- _SELECTED PASSAGE_:

In addition, we continued to realize significant value generation from the assets acquired pursuant to the acquisition of Deltastream Energy Corp. Since close of the acquisition in October 2022, Tamarack has grown production on the Deltastream assets by 29%. Reflecting the highly economic nature of the Clearwater, the assets delivered ~230MM of free NOI(6) in 2023. Incremental to that, the 2023 year-end BTAX TPP NPV10(7) of the assets increased to over $1.8 billion. Overall this transaction continues to exceed our expectations while providing long term development visibility.”

- _DATA_:
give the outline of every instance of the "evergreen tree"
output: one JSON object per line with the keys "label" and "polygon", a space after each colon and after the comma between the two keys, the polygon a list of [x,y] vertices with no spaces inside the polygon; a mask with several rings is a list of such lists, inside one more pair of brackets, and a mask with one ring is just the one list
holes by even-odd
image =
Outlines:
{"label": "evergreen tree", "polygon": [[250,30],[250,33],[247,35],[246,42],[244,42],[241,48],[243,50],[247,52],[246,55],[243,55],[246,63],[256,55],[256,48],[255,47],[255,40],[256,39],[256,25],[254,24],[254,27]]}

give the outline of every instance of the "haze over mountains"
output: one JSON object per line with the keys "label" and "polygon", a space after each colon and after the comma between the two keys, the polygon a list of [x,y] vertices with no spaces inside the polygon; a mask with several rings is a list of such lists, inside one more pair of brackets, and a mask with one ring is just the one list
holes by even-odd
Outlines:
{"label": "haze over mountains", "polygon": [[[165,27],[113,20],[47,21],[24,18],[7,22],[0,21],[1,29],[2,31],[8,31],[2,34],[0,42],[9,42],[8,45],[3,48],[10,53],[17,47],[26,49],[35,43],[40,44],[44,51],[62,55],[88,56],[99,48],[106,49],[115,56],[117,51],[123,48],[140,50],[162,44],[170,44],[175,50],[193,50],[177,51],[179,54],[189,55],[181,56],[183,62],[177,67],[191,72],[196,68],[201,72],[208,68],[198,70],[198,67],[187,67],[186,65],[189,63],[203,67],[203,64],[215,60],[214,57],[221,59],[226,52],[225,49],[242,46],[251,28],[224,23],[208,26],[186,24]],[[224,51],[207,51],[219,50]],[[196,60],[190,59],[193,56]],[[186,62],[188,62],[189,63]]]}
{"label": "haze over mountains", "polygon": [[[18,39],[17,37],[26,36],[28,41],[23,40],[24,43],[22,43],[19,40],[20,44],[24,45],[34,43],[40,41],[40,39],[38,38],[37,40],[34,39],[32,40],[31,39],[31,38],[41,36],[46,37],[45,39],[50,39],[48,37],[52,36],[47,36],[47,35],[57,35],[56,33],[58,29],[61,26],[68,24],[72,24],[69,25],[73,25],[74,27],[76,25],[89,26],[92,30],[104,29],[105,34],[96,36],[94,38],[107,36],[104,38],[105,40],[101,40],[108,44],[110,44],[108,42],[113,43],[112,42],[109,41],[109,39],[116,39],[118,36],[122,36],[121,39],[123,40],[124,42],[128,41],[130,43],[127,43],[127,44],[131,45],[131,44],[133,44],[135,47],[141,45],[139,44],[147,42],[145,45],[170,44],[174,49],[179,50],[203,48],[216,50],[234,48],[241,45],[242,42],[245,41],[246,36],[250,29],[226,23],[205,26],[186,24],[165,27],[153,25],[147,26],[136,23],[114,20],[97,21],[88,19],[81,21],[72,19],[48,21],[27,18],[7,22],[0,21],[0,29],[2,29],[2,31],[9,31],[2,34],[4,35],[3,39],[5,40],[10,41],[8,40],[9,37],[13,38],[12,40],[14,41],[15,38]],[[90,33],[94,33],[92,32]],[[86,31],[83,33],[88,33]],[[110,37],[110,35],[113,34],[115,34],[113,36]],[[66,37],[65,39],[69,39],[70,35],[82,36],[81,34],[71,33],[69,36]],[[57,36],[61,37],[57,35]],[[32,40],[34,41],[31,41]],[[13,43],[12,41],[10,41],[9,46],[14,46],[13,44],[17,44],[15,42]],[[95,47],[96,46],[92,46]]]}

- _PROBLEMS AND TASKS_:
- 1) Please summarize the passage on the Deltastream acquisition in two sentences.
- 2) Carry on writing the passage on the Deltastream acquisition, starting right after its final sentence.
The rows have no role in what you're being asked to do.

- _ANSWERS_:
- 1) Since the acquisition of Deltastream Energy Corp. closed in October 2022, Tamarack has grown production on those assets by 29%, and their 2023 year-end BTAX TPP NPV10 rose to over $1.8 billion. The transaction continues to exceed the company's expectations while providing long-term development visibility.

- 2)
Tamarack’s drilling program combined with continued development of Clearwater waterflood contributed significantly to the 2023 reserves, further enhancing the long-term resiliency and sustainability of free funds flow for the Company moving forward. Key highlights of the Company’s PDP, total proved (“TP”) and TPP reserves from the Reserves Report are highlighted below:
Strong Development Program Results – Excluding reserves and production associated with the dispositions(2), Tamarack’s capital program delivered strong results in 2023:
PDP reserves increased by 15% to 64 MMboe(8) and replaced 137% of production
TP reserves increased by 18% to 128 MMboe(9) and replaced 189% of production
TPP reserves increased by 13% to 224 MMboe(10) and replaced 214% of production
Attractive Finding and Development (“F&D”) Costs – Focused execution in the Charlie Lake and Clearwater achieved the following F&D costs, including changes in Future Development Capital (“FDC”):
PDP reserves: $16.49/boe
TP reserves: $20.90/boe
TPP reserves: $20.86/boe
Strong Recycle Ratios – Tamarack’s highly economic oil plays delivered an annual operating netback(1) of $42.47/boe. Coupled with low-cost reserve additions the Company delivered the following recycle ratios(1):
PDP: 2.6x
TP: 2.0x
TPP: 2.0x
Increased Oil Weighting – Overall liquids-weighting increased YoY by 7%, with 2023 TPP reserves comprised of 85% oil and NGLs and 15% natural gas.
Significant Intrinsic Value – Realized before-tax net present value of booked reserves(7)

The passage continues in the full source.